> **WORK REQUEST**
Answer these questions from the news report on Roblox shares:
1. On what date will Roblox report its fourth-quarter and full-year 2025 results?
2. What price target did BMO Capital reiterate for Roblox?
3. About how many visits did "Escape Tsunami For Brainrots!" notch on Sunday?

NEW YORK, Jan 13, 2026, 12:38 PM EST — Regular session
- Roblox shares up about 8% in midday trade, after swinging between roughly $76 and $84
- Company set Feb. 5 for fourth-quarter and full-year 2025 results after the bell
- BMO reiterated an Outperform view and $155 target, pointing to early traction in a new hit game
Roblox Corp shares jumped on Tuesday, rising $6.37 to $83.09 in midday trading, after earlier touching $83.98. The stock has traded between $76.05 and $83.98, with about 12.5 million shares changing hands.
The videogame platform late Monday set a near-term clock for investors, saying it will report fourth-quarter and full-year 2025 results after the U.S. market closes on Feb. 5. Roblox said it will hold a conference call at 4:30 p.m. ET that day. (Roblox Investor Relations)
That matters because Roblox’s stock still trades like a referendum on one thing: whether players keep showing up and spending. Traders tend to focus on bookings — a measure of sales that includes changes in deferred revenue — along with hours engaged, the time users spend in Roblox’s worlds.
BMO Capital analyst Brian Pitz reiterated an Outperform rating and a $155 price target, saying he was “encouraged by the impressive early ramp.” A note cited by Investing.com pointed to a new title called “Escape Tsunami For Brainrots!” that BMO said has quickly climbed into Roblox’s top five games by concurrent users — players logged in at the same time — and notched about 43 million visits on Sunday. (Investing.com India)
Regulation is sitting in the background, and it rarely stays in the background for long with Roblox. New York Governor Kathy Hochul is pushing proposals that would expand age verification requirements to online gaming platforms and require the highest privacy settings by default for kids, among other steps, The Verge reported; it also cited a plan to disable AI chatbot features for children and give parents more control over in-game spending. Roblox did not immediately comment on the proposal, the publication said. (The Verge)
Even if the next earnings report lands cleanly, the downside case is straightforward: tougher safety rules can raise costs, slow growth, or hit engagement if users balk at added friction such as stricter age checks. Ad growth is another moving part; a softer marketing environment can show up fast in a business that is trying to broaden beyond in-game purchases.

> **RECORDED INFORMATION**
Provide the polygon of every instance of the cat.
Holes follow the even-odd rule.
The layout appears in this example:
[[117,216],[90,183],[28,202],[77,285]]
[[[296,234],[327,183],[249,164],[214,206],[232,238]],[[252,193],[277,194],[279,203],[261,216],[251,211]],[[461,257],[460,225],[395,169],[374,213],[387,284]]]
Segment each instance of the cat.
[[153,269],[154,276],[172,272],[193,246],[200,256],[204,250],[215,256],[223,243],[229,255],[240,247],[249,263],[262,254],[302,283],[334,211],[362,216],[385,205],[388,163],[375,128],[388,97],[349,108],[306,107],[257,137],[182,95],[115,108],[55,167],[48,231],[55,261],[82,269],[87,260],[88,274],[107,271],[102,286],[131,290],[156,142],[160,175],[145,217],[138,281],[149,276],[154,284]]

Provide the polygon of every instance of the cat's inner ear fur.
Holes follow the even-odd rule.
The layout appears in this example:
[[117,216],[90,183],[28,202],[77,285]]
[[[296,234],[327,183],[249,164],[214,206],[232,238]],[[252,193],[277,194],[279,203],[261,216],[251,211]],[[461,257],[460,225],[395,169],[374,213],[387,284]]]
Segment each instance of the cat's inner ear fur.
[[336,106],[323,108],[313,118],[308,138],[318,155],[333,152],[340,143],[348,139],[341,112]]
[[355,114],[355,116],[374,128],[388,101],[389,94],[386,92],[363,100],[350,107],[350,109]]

> **COMPLETED EXERCISE**
1. February 5, after the U.S. market closes.
2. $155.
3. About 43 million.